▶ _TRY IT_
Retype the data exactly. Spelling and punctuation stay as they are.

[Saved data entries]
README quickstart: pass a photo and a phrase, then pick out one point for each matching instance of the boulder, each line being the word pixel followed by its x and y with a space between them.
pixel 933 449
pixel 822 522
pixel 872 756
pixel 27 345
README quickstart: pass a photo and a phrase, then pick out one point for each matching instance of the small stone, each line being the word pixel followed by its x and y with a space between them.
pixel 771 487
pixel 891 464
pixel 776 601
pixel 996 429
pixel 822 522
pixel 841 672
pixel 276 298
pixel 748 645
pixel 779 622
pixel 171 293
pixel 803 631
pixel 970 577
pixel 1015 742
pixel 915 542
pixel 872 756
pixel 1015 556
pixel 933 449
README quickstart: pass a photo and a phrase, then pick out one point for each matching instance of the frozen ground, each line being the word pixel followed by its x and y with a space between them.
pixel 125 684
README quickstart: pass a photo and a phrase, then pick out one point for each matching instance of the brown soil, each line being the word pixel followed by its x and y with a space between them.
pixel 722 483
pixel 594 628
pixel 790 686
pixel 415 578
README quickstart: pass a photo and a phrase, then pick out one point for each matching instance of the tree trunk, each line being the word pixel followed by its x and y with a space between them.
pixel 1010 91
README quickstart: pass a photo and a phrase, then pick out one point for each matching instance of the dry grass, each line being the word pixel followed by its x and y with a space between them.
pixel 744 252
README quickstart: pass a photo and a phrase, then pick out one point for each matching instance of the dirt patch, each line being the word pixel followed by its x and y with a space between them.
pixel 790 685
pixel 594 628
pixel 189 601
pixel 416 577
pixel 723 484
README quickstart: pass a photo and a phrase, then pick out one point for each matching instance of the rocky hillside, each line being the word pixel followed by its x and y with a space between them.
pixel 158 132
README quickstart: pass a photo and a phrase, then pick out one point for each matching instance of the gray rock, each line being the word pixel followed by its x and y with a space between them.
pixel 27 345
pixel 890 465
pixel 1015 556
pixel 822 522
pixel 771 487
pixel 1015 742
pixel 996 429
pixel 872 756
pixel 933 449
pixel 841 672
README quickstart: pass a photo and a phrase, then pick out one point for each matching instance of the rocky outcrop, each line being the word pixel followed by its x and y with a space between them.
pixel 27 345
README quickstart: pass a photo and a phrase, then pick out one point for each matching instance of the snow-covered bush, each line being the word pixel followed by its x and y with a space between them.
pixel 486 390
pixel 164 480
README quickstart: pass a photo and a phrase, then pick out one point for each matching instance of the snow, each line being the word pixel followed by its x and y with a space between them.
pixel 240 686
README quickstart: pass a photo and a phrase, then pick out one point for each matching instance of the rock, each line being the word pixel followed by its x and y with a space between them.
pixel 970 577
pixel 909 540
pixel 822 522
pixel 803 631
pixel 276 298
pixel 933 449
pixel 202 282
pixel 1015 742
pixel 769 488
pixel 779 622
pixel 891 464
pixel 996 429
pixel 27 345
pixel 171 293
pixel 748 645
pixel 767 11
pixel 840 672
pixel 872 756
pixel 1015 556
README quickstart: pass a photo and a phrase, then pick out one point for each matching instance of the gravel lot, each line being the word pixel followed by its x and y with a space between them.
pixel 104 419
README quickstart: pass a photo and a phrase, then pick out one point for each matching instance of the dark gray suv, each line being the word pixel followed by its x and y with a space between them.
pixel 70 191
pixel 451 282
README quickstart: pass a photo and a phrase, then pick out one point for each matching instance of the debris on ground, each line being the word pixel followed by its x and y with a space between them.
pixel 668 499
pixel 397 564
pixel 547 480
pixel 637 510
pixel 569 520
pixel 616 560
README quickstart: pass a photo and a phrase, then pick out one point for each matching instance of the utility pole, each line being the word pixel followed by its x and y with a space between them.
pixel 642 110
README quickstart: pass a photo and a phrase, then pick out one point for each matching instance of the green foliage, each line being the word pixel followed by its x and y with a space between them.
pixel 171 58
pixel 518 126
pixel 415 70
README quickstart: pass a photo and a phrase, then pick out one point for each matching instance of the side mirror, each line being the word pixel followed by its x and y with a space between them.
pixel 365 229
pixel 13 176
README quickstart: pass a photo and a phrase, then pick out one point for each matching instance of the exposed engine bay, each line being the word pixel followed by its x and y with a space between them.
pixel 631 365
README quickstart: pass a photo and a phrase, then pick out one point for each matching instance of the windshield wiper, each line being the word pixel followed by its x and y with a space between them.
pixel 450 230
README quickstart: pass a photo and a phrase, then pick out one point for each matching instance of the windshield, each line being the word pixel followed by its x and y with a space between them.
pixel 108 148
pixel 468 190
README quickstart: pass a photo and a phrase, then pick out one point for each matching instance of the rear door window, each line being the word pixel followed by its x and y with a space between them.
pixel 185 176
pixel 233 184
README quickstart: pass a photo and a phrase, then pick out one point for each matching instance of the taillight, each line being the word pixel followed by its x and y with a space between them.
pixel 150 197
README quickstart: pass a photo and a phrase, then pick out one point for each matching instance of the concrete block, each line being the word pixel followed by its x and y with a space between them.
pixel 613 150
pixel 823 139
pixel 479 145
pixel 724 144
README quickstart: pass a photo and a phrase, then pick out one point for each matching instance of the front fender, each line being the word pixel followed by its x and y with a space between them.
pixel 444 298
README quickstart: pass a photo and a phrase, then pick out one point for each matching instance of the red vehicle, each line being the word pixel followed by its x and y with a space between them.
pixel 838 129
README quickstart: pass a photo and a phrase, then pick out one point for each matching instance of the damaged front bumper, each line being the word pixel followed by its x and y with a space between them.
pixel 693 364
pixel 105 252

▶ _SOLUTION FOR THIS EXERCISE_
README quickstart: pass a photo and a phrase, then pick out one point for each matching instance of the boulder, each line being the word pixel followed by its x and y with a space between them.
pixel 933 449
pixel 822 522
pixel 872 756
pixel 27 345
README quickstart: pass a photo and a phrase, then pick out one point for each matching instance of the small stone, each line being the word pixel followed by its x and y with a space between them.
pixel 771 487
pixel 891 464
pixel 776 601
pixel 996 429
pixel 822 522
pixel 841 672
pixel 276 298
pixel 748 645
pixel 779 622
pixel 171 293
pixel 803 631
pixel 970 577
pixel 1015 742
pixel 915 542
pixel 872 756
pixel 1015 556
pixel 933 449
README quickstart: pass a photo and a phrase, then pick out one point for each matching instance of the frozen ground, each line being the word pixel followed by its x and y with a space between them.
pixel 125 684
README quickstart: pass a photo and a phrase, then pick out one point for each matching instance of the brown soil, each line being the word pixel followed by its x and y with a space between them.
pixel 722 483
pixel 594 628
pixel 790 686
pixel 415 578
README quickstart: pass a photo and a phrase, then pick out one point for each matching instance of the tree trunk, each line being the word pixel followed by its x and y with a space between them.
pixel 1010 91
README quickstart: pass a photo and a phrase, then pick out one point for each matching instance of the dry grass, each line being the word pixel followed by its x and y with a space between them.
pixel 744 252
README quickstart: pass a photo and a phrase, then pick out one point for each matching instance of the dirt patch, each line being the word pixel followed by its x and y with a space between them.
pixel 790 685
pixel 594 628
pixel 189 601
pixel 416 577
pixel 723 484
README quickstart: pass a photo and a phrase, then pick out one point for each matching instance of the rocky hillside, each line being the word pixel followed by its x and y with a space between them.
pixel 158 132
README quickstart: pass a photo and a phrase, then pick out one point for each matching instance of the gray rock, each line being the word pixel followed by its x and y with a space between them.
pixel 27 345
pixel 890 465
pixel 1015 556
pixel 822 522
pixel 771 487
pixel 1015 742
pixel 996 429
pixel 872 756
pixel 933 449
pixel 841 672
README quickstart: pass a photo and a phrase, then pick out one point for each matching instance of the rocky outcrop, each line being the word pixel followed by its x and y with a space between them.
pixel 27 345
README quickstart: pass a photo and a phrase, then pick out one point for each matching instance of the snow-covered bush, each line being the word pixel followed by its x and y with a space between them.
pixel 486 390
pixel 164 480
README quickstart: pass a photo and a phrase, then pick out one point for each matching instance of the snow, each line being the word pixel followed by its x and y with a space between them.
pixel 240 686
README quickstart: pass a photo and a phrase, then pick out one point for each matching instance of the rock, each line being the word pixel followed by its x and y with a space between them.
pixel 970 577
pixel 909 540
pixel 822 522
pixel 803 631
pixel 276 298
pixel 933 449
pixel 202 282
pixel 1015 742
pixel 769 488
pixel 779 622
pixel 891 464
pixel 996 429
pixel 27 345
pixel 171 293
pixel 748 645
pixel 767 11
pixel 840 672
pixel 872 756
pixel 1015 556
README quickstart: pass a photo and a phrase, then pick out one point for each matching instance of the gravel lot, each line being the word pixel followed by its x and y with a space between them.
pixel 104 419
README quickstart: pass a photo and a phrase, then pick out one point for each matching instance of the dark gray suv, each line being the word pixel followed by its x and y with a space between them.
pixel 70 191
pixel 451 282
README quickstart: pass a photo and a phrase, then pick out one point for each matching instance of the debris on ground, each line being the word pixel followed by its x and y with a space between them.
pixel 668 499
pixel 397 564
pixel 547 480
pixel 637 510
pixel 569 520
pixel 616 560
README quickstart: pass a photo and a phrase, then pick out one point for each matching instance of the utility pole, each line being the word pixel followed by its x and y with a space between them.
pixel 642 110
README quickstart: pass a photo and a phrase, then pick out one point for each matching instance of the green foliage, each line being the word pixel followed by its x and y with a space between them.
pixel 171 58
pixel 518 126
pixel 415 70
README quickstart: pass a photo and a phrase, then pick out one point for each matching instance of the side mirror, each line being the word pixel followed by its x and y with a space between them.
pixel 365 229
pixel 13 176
README quickstart: pass a photo and a phrase, then pick out one point for each matching instance of the exposed engine bay, each line being the word pixel followed by its x and y with a space between them.
pixel 631 365
README quickstart: pass a photo and a phrase, then pick out one point for each matching instance of the windshield wiper, each line being the word pixel followed by its x and y with a space between them.
pixel 450 230
README quickstart: pass a photo and a phrase, then pick out one point for each matching instance of the windshield, each line being the word pixel followed by its x and y with a space between them.
pixel 108 148
pixel 468 190
README quickstart: pass a photo and a phrase, then pick out one point for each matching instance of the rear door window, each line being the word pixel followed by its x and y with a space between them.
pixel 185 176
pixel 233 184
README quickstart: pass a photo and a phrase, then pick out one point for each matching instance of the taillight, each line being the word pixel followed by its x and y with a space between them.
pixel 150 197
README quickstart: pass a photo and a phrase, then pick out one point for each matching instance of the concrete block, each line being the word pixel followed by its x and y with a space between them.
pixel 613 150
pixel 823 139
pixel 479 145
pixel 724 144
README quickstart: pass a photo and a phrase, then pick out one point for each matching instance of the front fender, each line being the word pixel followed by its x and y with a space between them.
pixel 444 298
README quickstart: pass a photo and a phrase, then pick out one point for each matching instance of the red vehicle, each line being the word pixel followed by its x and y with a space between them.
pixel 838 129
README quickstart: pass a photo and a phrase, then pick out one point for each matching instance of the damaged front bumper, each line being the word pixel followed by its x and y with a space between them.
pixel 693 364
pixel 105 252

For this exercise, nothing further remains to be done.